**Required work**
Reproduce the listing below, replacing "single marker" with "single point" wherever it occurs and leaving everything else unchanged.

**Task data**
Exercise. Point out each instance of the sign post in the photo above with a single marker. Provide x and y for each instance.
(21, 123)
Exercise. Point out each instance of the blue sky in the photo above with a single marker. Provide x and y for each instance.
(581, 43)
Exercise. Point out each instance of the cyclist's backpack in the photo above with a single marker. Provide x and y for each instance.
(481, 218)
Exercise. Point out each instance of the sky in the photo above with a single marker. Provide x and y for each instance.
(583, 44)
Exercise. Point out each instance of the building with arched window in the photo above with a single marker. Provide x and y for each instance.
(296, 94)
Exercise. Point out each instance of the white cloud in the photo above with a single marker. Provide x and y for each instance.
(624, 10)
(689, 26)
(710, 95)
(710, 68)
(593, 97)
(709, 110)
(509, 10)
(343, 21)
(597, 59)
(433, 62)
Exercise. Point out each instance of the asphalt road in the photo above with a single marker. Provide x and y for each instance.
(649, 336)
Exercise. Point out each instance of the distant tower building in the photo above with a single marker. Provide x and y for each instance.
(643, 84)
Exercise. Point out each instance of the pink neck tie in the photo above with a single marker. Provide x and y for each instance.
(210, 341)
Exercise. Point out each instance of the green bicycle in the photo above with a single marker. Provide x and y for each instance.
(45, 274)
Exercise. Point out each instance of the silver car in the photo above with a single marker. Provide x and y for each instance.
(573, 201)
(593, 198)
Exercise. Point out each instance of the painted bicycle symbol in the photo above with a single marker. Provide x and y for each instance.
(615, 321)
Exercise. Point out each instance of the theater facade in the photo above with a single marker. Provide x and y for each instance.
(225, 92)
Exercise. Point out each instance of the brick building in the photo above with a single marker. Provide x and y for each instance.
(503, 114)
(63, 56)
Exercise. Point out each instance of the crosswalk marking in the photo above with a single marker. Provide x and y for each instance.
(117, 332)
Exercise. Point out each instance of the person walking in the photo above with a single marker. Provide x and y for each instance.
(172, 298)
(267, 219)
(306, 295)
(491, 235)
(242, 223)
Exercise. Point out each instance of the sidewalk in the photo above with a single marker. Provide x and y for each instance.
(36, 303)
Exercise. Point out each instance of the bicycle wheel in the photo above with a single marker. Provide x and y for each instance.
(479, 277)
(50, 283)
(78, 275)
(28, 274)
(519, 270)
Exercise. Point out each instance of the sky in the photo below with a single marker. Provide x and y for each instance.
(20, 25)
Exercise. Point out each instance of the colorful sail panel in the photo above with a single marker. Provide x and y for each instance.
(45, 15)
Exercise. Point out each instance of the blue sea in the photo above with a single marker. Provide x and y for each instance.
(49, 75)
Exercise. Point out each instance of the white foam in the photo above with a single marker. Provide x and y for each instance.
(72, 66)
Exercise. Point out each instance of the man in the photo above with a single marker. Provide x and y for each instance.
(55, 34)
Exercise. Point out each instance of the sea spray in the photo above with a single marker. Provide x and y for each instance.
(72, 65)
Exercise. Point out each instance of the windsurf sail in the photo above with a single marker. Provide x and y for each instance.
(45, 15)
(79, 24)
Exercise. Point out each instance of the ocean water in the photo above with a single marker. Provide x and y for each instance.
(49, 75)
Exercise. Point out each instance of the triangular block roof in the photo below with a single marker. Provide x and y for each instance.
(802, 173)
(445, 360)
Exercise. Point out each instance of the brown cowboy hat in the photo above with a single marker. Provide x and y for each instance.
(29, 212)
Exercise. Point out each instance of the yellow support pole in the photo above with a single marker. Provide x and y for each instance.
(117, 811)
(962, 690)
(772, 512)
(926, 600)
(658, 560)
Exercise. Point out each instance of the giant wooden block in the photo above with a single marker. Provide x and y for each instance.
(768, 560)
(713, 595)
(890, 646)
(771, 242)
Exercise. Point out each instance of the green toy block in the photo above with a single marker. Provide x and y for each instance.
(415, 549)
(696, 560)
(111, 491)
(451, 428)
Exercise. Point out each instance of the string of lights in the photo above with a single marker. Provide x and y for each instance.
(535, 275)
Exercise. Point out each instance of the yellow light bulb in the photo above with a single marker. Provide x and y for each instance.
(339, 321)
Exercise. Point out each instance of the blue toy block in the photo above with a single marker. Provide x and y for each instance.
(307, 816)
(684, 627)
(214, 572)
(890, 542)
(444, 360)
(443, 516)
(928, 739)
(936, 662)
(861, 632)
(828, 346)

**Final result**
Exercise. Point out each instance of the sign post in the photo above with a single point. Provide x and y for each instance.
(21, 123)
Exercise. Point out each instance of the blue sky in the photo above with a single point. Provide x and y for each instance.
(581, 43)
Exercise. Point out each instance of the cyclist's backpack in the photo above with a single point. Provide x and y for each instance.
(481, 218)
Exercise. Point out each instance of the sky in the photo above with a single point. Provide x and y for each instance.
(583, 44)
Exercise. Point out each instance of the building with arched window in the photo above with a single point. Provide x and y for each instance.
(296, 94)
Exercise. Point out each instance of the white cloud in the photo above with a single point. Provide x and y for each instance.
(624, 10)
(689, 26)
(710, 95)
(710, 68)
(593, 97)
(709, 110)
(509, 10)
(343, 21)
(597, 59)
(433, 62)
Exercise. Point out each instance of the asphalt road in the photo above with a single point. Provide x and y for each instance.
(649, 336)
Exercise. Point out each instance of the distant tower building in the photo above with a single point. Provide x and y for each instance.
(643, 84)
Exercise. Point out each instance of the pink neck tie in the photo above with a single point. Provide x and y for each instance.
(210, 341)
Exercise. Point out each instance of the green bicycle in the photo above with a single point. Provide x and y for each instance.
(45, 274)
Exercise. Point out each instance of the silver car in the photo above with a single point. Provide x and y for each instance.
(573, 201)
(593, 198)
Exercise. Point out each instance of the painted bicycle symbol in the photo above with a single point. Provide x and y for each instance.
(615, 321)
Exercise. Point out each instance of the theater facade in the photo above with a single point. Provide x and y for each instance.
(225, 92)
Exercise. Point out each instance of the brick building in the photo above with a single point. Provide x and y for each instance.
(503, 114)
(63, 56)
Exercise. Point out each instance of the crosswalk marking in the photo above with a single point. Provide x and y for each instance.
(117, 332)
Exercise. Point out each instance of the person walking in the photo above with a single point. Provide x and y for each instance.
(172, 298)
(267, 219)
(306, 295)
(491, 235)
(242, 223)
Exercise. Point out each instance of the sidewalk in the photo above with a single point. Provide x and y for each instance.
(36, 303)
Exercise. Point out each instance of the bicycle wheel in the photo above with a single point. Provide x and y for each instance.
(479, 277)
(50, 283)
(78, 275)
(28, 274)
(519, 270)
Exercise. Point out each instance of the sky in the photo below with a single point. Provide x and y for each instance.
(20, 25)
Exercise. Point out each instance of the colorful sail panel in the photo above with a single point. Provide x and y for each instance.
(45, 15)
Exercise. Point out each instance of the blue sea in the photo above with a single point. Provide x and y for each instance.
(49, 75)
Exercise. Point out each instance of the white foam in the photo above with a single point. Provide x and y for each instance.
(72, 66)
Exercise. Point out each instance of the man in the photo above with a single point. Provide x and y for each instance.
(55, 34)
Exercise. Point out each instance of the sea spray in the photo above with a single point. Provide x and y for each instance.
(72, 65)
Exercise. Point out each instance of the windsurf sail in the photo above with a single point. Provide x and y for each instance.
(45, 15)
(79, 24)
Exercise. Point out each instance of the ocean water in the photo above with a single point. Provide x and y for each instance.
(49, 75)
Exercise. Point out each instance of the triangular block roof in the photo below with a single point. Provide x and y for each instance.
(802, 173)
(445, 360)
Exercise. Point out each instance of the brown cowboy hat in the photo above with a single point. Provide x and y for each instance.
(29, 212)
Exercise. Point out each instance of the yellow support pole in the photo above with a single point. Provide x and y for each instance.
(117, 811)
(962, 690)
(772, 512)
(926, 600)
(658, 560)
Exercise. Point out each instance of the giant wooden block in the photo above with a single point. Provide x and y for each instance.
(768, 560)
(713, 595)
(890, 646)
(771, 242)
Exercise. Point out each instance of the green toy block in the photo above with a single point. Provide x and y for each instance.
(415, 549)
(696, 560)
(111, 491)
(451, 428)
Exercise. Point out each instance of the string of lights in the photo above with a single point. Provide x and y for each instance.
(535, 275)
Exercise. Point out each instance of the yellow light bulb in the photo above with a single point. Provide x and y for each instance.
(339, 321)
Exercise. Point out each instance of the blue toy block in the photo above with a single point. Provide x and y for each instance.
(307, 816)
(684, 627)
(214, 572)
(890, 542)
(444, 360)
(443, 516)
(928, 739)
(936, 662)
(861, 632)
(828, 346)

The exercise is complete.